• _Task input_
★ ★ ★ ★ ★
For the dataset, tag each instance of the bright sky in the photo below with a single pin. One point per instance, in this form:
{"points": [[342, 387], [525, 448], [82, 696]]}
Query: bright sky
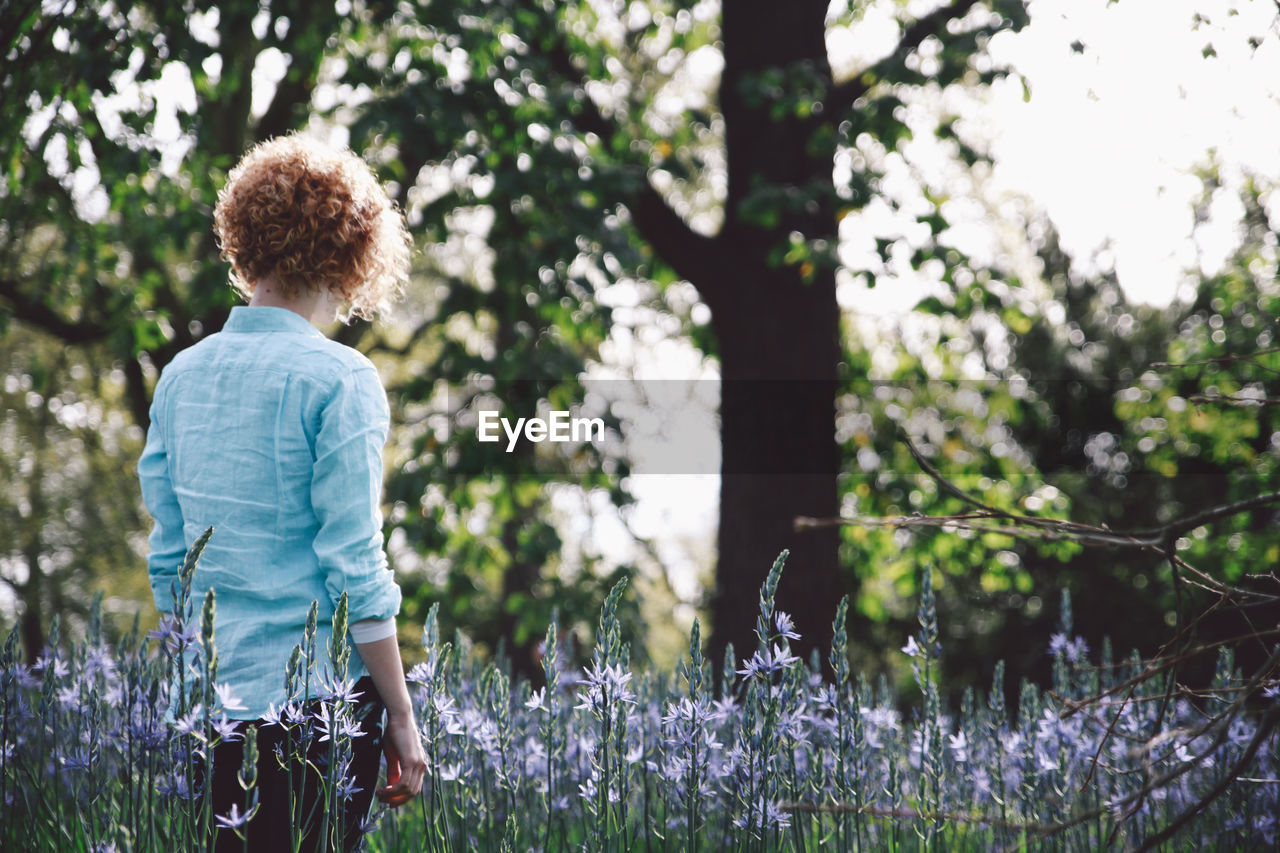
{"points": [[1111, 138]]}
★ ★ ★ ★ ★
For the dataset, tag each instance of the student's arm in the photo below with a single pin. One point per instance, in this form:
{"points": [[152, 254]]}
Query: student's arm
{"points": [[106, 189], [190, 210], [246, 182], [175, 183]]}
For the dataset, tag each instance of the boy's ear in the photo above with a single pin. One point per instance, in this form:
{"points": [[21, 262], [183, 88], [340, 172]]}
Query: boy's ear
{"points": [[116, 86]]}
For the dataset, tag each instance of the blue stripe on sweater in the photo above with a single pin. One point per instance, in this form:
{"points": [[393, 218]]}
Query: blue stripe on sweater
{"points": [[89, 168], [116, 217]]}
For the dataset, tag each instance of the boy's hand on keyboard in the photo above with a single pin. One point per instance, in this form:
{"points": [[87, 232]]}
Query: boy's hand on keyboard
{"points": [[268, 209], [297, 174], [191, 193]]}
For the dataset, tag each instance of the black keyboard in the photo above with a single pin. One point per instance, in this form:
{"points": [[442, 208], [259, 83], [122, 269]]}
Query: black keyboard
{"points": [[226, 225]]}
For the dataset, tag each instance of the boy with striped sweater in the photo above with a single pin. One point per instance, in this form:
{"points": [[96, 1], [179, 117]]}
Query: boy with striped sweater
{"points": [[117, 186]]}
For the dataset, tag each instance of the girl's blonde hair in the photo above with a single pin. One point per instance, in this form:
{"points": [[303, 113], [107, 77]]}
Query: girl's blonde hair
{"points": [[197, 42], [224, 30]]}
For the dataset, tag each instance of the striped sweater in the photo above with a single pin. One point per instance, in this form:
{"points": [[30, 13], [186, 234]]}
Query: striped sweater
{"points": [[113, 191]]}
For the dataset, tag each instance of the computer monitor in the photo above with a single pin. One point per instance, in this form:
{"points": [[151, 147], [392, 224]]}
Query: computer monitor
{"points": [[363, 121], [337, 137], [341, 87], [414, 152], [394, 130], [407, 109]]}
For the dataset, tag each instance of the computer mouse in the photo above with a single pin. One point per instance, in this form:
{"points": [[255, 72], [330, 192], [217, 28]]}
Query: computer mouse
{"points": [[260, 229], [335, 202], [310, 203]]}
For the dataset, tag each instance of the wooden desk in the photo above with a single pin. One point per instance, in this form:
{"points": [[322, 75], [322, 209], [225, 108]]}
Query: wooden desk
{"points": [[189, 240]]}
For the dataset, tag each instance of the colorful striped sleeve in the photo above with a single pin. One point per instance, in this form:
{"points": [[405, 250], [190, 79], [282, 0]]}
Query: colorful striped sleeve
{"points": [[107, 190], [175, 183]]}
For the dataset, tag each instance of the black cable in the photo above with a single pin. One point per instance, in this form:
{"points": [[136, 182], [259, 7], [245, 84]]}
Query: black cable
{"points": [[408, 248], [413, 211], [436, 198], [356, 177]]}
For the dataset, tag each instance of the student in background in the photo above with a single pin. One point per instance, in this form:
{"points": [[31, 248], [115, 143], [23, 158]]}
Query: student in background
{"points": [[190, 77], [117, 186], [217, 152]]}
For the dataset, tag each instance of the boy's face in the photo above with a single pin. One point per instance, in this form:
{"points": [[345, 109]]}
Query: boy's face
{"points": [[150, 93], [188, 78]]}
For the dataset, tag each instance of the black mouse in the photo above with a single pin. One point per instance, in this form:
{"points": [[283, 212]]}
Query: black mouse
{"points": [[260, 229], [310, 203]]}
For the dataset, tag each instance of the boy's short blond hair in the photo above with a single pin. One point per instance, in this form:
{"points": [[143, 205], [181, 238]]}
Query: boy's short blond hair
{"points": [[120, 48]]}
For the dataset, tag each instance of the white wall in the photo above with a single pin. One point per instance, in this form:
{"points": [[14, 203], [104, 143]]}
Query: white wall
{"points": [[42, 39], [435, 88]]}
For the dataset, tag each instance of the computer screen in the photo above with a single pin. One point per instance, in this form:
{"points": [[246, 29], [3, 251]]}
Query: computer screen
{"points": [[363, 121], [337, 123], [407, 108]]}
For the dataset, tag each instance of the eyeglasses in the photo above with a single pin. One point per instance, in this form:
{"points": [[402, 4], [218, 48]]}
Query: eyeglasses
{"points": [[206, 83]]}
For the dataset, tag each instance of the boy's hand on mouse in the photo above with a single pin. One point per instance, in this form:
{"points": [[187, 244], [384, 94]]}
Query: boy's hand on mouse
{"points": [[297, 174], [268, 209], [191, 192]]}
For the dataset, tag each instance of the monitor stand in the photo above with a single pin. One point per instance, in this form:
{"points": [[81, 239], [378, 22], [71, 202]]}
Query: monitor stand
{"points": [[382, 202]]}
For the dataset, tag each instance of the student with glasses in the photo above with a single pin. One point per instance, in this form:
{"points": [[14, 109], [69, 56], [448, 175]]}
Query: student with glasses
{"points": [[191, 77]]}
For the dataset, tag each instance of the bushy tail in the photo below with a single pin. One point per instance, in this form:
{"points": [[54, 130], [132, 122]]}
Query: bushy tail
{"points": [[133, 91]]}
★ ★ ★ ★ ★
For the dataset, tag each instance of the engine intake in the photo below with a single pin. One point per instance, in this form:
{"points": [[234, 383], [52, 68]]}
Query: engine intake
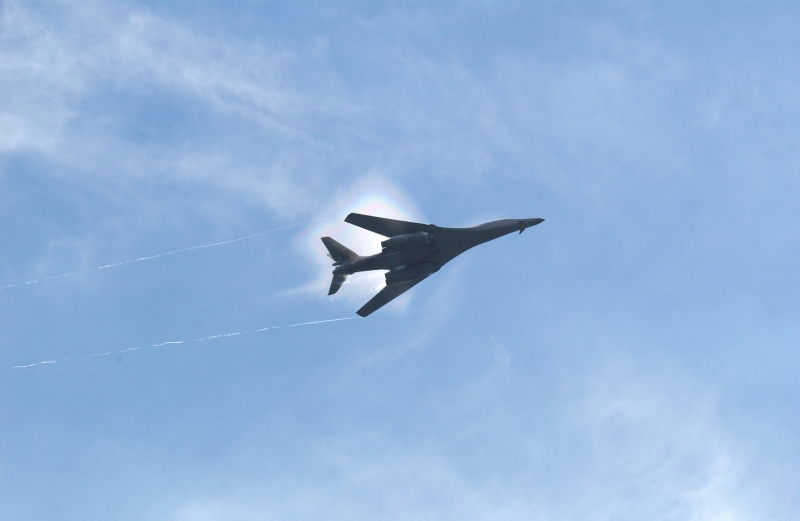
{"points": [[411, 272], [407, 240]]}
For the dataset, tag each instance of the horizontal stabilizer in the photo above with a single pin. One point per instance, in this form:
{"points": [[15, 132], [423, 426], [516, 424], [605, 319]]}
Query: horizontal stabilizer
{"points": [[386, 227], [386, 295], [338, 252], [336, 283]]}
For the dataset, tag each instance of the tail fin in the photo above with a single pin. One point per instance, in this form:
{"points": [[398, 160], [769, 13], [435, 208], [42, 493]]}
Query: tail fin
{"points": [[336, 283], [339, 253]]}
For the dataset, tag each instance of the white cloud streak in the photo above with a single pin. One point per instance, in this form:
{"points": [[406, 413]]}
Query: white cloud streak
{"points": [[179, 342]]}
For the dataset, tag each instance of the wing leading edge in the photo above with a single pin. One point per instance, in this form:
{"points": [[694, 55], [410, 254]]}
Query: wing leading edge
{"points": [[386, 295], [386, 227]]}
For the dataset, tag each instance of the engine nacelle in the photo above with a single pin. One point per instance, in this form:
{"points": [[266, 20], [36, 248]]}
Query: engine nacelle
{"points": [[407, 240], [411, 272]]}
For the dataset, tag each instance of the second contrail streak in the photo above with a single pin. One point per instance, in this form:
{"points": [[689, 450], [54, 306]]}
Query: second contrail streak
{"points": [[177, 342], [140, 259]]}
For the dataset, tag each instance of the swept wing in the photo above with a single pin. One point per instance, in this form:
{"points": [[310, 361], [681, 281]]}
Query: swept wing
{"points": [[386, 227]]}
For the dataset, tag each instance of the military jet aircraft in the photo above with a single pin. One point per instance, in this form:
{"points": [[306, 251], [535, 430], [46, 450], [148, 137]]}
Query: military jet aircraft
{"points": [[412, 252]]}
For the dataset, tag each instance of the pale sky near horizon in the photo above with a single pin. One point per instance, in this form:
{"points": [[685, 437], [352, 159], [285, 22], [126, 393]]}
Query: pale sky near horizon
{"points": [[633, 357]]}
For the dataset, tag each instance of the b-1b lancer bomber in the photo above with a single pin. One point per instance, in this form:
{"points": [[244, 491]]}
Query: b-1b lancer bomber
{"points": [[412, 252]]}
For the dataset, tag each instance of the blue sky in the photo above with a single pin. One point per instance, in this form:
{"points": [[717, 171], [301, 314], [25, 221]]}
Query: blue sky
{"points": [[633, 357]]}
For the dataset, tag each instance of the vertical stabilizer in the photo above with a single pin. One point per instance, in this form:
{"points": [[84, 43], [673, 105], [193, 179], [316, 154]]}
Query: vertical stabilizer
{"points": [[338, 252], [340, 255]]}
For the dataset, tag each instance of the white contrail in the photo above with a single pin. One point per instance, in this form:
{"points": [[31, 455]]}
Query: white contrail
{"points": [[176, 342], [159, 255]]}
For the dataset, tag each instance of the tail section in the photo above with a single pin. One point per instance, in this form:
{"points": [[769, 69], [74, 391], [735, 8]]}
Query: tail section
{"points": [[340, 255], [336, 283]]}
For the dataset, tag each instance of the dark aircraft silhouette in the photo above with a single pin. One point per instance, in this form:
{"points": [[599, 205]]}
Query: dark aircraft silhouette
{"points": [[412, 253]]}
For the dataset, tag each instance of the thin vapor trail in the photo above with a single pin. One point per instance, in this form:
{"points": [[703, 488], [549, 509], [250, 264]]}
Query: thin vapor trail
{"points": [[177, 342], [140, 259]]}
★ ★ ★ ★ ★
• _What is expected_
How many of the lines above contain the string "white", with case counting? Reply with the number only.

• _Finished answer_
6